◆ **Entries for labeling object positions**:
[Begin]

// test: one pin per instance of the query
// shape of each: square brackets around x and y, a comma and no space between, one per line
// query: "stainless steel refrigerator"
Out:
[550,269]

[End]

◆ **Instruction**: Please rewrite the lines above as a Markdown table with two columns, No. and Line, giving each line its own numbered row and skipping any blank lines.

◆ **Response for this exercise**:
| No. | Line |
|---|---|
| 1 | // test: one pin per instance of the query |
| 2 | // shape of each: square brackets around x and y, a comma and no space between, one per line |
| 3 | // query: "stainless steel refrigerator" |
| 4 | Out: |
| 5 | [550,269] |